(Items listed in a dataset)
········

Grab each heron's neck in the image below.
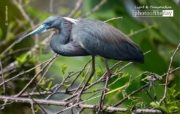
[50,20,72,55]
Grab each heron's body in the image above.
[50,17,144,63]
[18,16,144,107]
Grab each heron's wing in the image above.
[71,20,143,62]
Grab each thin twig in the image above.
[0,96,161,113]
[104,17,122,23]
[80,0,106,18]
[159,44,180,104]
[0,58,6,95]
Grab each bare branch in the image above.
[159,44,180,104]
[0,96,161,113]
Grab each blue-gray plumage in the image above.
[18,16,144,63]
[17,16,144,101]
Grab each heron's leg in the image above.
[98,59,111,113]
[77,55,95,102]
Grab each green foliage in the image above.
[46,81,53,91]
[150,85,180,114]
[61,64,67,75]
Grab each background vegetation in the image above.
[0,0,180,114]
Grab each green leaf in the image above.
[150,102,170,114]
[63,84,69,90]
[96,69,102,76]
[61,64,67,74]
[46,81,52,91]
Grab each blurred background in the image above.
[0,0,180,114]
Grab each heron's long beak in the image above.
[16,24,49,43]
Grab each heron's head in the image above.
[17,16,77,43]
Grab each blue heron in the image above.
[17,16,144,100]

········

**The task:** Write out every line of the material above exactly, leaving out the pictures.

**Right answer:**
Grab each heron's neck in the image below.
[50,20,72,55]
Grab each heron's body in the image above.
[50,17,144,63]
[18,16,144,107]
Grab each heron's wing in the image above.
[71,20,143,62]
Grab each thin twig in the image above.
[0,96,161,113]
[104,17,122,23]
[80,0,106,18]
[159,44,180,104]
[0,58,6,95]
Grab each bare branch in the image above.
[159,44,180,104]
[0,96,161,113]
Grab each blue-gray plumage in the image above.
[18,16,144,63]
[17,16,144,101]
Grab each heron's leg in the image above.
[98,59,111,113]
[77,55,95,102]
Grab each green foliage in the image above.
[46,81,53,91]
[150,85,180,114]
[61,64,67,75]
Grab each background vegetation in the image above.
[0,0,180,114]
Grab each green leaf in the image above.
[150,102,170,114]
[63,84,69,90]
[96,69,102,76]
[61,64,67,74]
[46,81,52,91]
Grab each blurred background in the image above.
[0,0,180,114]
Grab each heron's long beak in the image above.
[16,24,49,43]
Grab each heron's head in the image above.
[17,16,77,43]
Grab each blue heron in the image above.
[17,16,144,100]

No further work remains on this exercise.